Source text:

AKRON—The first thing you sense while you tour the Goodyear Innovation Center Manufacturing facility in Akron is the enormous amount of pride, workmanship and know-how that goes into each of the 4,000-plus racing tires that are produced during peak weeks of the NASCAR season.
Each of the nearly 400 employees, most members of United Steelworkers Local No. 2, seems to take ownership of his or her part of the process, be it engineering the compound, constructing the rubber plies, stamping the tire, inspecting the final product repeatedly or delivering it to the desired race track.
The point is illustrated best by perhaps these two facts:
- Every racing tire is stamped with the name of the technician who hand-built it; and
- Employees chart winners of each weekend's races on a huge board just outside the factory; those who built the winning tires secure bragging rights for the week.
While being the sole tire provider for the NASCAR circuit—it's been that way for 21 of the 64 years that Goodyear has been involved with NASCAR—Goodyear said the sponsorship not only benefits its employees, but it also helps promote its brand worldwide.
According to Goodyear, its brand is tops in awareness with consumers: When purchasing tires, the company said, consumers think Goodyear first.
A big part of that success, Goodyear said, is its sponsorship of NASCAR, which puts on 90-plus races each year.
"The term 'endemic' is used often," Todd Macsuga, general manager of brand marketing, said.
"We're obviously endemic. We're what touches the track, what makes the thing go. It's a challenge, it's fun. It's almost a weekly test, or a weekly evaluation of our performance and what the guys do in the factory.… A lot of thinking, a lot of work, a lot of passion goes into those tires, literally."

Material:
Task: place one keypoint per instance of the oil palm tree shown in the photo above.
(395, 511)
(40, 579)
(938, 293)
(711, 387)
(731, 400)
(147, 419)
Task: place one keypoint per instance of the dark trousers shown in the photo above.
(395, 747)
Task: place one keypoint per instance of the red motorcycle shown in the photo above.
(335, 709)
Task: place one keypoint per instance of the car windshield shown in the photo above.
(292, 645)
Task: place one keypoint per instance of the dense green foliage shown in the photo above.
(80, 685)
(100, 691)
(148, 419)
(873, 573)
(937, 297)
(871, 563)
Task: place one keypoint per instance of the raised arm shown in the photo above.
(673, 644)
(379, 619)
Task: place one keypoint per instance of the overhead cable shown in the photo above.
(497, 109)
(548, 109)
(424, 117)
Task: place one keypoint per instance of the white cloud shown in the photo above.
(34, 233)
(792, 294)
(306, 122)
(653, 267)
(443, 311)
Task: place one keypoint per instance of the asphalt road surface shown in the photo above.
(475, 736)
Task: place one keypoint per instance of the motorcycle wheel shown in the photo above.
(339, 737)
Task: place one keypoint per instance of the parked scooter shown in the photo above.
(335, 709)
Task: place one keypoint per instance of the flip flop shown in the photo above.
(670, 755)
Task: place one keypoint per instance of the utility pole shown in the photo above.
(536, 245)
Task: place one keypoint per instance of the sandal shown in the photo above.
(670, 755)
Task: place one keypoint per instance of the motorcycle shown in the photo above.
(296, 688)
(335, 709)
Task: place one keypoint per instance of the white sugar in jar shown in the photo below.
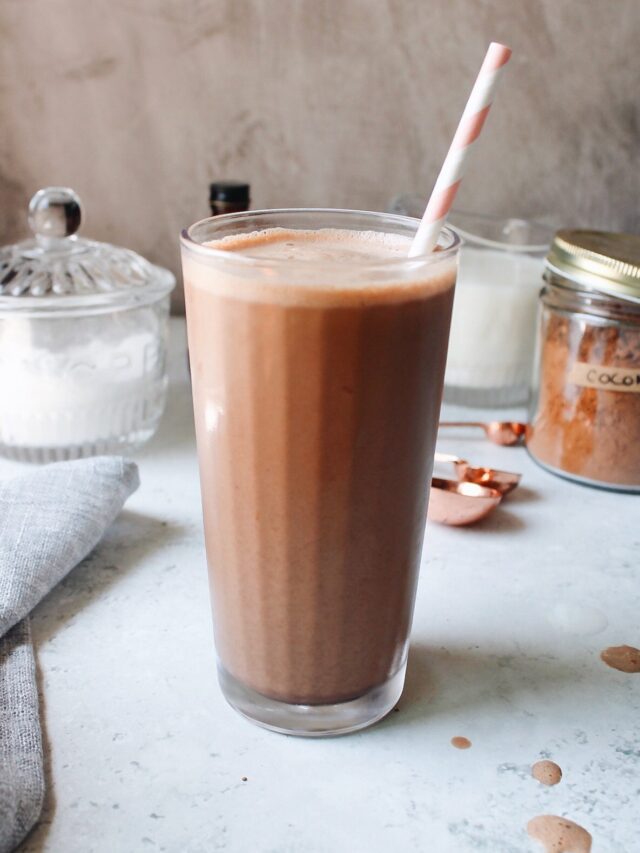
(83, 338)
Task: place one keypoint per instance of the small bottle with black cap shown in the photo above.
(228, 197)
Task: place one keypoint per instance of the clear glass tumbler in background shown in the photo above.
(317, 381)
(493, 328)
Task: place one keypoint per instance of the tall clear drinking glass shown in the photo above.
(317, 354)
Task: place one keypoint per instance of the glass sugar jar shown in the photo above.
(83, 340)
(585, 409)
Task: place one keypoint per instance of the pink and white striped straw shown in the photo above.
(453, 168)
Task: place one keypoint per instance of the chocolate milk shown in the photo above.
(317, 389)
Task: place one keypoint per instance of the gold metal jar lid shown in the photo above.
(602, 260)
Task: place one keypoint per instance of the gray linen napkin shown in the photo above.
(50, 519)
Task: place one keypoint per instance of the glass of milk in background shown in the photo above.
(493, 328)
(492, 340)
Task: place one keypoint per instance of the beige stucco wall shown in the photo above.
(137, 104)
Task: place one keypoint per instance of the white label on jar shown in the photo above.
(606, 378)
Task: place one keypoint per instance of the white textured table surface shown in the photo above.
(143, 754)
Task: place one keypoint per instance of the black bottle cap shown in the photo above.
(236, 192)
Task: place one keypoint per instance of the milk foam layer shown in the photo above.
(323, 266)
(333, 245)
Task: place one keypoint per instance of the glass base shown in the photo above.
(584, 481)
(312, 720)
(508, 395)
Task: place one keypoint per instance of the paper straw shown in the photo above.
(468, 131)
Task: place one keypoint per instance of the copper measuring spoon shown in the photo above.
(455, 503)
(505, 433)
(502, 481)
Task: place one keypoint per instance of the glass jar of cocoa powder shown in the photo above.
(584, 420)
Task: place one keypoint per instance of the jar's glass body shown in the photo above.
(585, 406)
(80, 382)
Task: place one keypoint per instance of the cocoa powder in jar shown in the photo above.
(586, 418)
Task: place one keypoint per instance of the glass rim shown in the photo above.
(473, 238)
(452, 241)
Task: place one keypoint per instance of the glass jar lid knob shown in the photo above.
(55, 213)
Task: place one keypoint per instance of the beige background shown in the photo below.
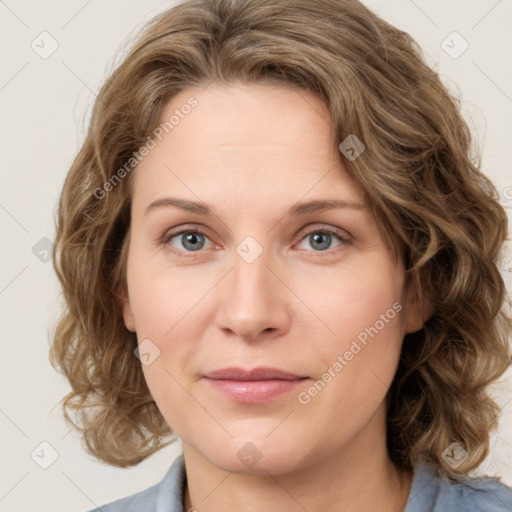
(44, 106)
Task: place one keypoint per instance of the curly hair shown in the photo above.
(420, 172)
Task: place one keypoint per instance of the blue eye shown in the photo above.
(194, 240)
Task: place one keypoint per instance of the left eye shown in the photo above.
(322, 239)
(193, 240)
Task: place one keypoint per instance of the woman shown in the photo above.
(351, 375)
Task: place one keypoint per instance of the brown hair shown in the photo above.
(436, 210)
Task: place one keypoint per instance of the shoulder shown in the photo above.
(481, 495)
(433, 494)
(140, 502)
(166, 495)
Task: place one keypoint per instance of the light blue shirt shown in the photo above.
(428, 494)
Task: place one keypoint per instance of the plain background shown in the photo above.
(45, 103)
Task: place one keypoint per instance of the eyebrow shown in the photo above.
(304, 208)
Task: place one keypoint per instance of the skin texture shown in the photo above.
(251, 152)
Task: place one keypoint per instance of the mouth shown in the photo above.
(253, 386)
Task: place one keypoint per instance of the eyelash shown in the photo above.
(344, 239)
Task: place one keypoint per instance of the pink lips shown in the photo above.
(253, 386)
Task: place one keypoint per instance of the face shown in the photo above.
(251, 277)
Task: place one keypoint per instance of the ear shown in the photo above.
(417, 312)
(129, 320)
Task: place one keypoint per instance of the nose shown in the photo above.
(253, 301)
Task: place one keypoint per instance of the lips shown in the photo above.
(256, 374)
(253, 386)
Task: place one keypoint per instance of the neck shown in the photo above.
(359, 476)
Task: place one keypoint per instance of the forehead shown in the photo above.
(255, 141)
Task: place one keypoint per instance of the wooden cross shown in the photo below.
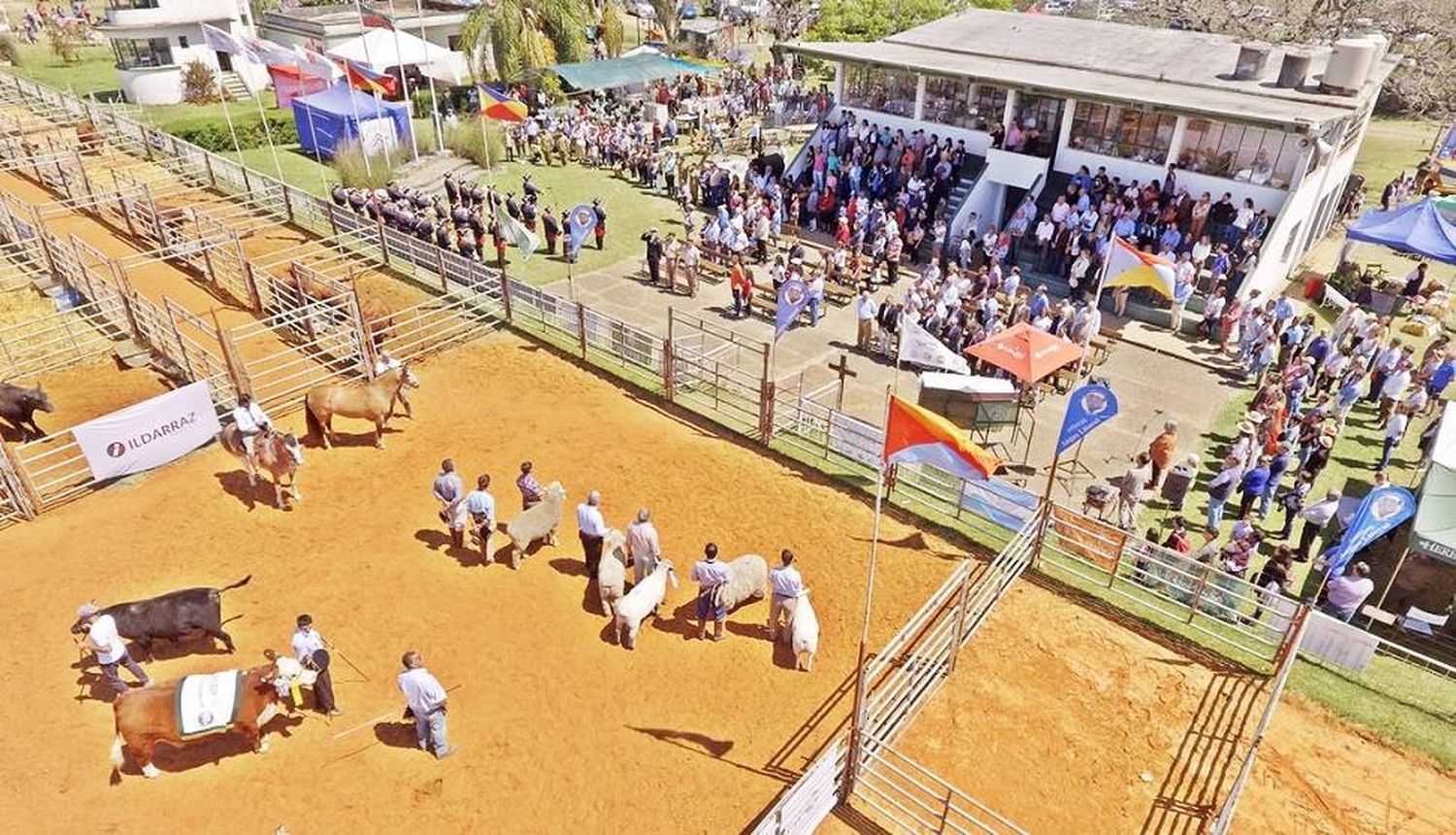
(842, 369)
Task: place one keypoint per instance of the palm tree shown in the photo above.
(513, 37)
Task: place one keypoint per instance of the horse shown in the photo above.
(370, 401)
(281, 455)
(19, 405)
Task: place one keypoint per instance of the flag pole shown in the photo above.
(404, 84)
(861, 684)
---
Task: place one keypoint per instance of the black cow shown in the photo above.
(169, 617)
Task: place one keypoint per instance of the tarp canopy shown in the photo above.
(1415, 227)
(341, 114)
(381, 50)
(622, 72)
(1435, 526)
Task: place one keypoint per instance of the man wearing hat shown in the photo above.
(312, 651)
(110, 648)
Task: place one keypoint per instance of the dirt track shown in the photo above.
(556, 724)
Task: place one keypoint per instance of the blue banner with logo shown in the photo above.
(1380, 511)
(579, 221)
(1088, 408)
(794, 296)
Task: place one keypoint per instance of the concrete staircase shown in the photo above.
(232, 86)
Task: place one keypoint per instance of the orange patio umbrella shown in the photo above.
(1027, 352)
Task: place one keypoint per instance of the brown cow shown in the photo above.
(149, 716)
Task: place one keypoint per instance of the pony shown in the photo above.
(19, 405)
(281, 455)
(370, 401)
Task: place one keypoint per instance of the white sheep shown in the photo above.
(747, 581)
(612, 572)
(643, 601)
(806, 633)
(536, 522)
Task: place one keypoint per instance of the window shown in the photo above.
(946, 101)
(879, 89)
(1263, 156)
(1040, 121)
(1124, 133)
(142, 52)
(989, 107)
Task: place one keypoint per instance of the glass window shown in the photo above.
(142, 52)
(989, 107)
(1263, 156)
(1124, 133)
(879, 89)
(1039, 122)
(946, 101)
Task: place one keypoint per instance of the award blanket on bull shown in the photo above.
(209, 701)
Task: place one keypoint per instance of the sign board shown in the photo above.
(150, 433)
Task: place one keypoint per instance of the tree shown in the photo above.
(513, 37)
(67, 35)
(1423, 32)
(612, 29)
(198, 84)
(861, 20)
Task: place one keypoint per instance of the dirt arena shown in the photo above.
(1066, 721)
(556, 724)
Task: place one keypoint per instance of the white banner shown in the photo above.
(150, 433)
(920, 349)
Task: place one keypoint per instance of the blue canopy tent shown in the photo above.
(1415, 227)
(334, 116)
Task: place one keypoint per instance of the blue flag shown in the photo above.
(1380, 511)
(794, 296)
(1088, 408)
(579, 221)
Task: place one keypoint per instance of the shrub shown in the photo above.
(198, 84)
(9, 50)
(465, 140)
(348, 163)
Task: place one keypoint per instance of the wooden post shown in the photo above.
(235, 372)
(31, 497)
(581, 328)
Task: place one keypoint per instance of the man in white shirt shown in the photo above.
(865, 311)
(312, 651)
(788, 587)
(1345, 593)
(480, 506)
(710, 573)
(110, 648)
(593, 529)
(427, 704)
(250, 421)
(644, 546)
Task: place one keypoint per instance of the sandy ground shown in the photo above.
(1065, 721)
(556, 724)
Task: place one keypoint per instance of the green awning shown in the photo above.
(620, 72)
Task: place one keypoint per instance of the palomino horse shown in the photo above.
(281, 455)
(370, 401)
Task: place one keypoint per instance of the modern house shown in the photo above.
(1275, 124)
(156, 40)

Problems to solve:
[1] In the Goodyear racing tire article, what is stamped on every racing tire?
[2] Summarize the Goodyear racing tire article in two sentences.

Answers given:
[1] The name of the technician who hand-built it.

[2] At the Goodyear Innovation Center Manufacturing facility in Akron, nearly 400 employees, most of them members of United Steelworkers Local No. 2, take pride in building the 4,000-plus NASCAR racing tires produced during peak weeks, with each tire stamped with the name of the technician who hand-built it. Goodyear, the sole tire provider for NASCAR for 21 of its 64 years with the circuit, said the sponsorship benefits its employees and promotes its brand worldwide, helping make it the first tire brand consumers think of.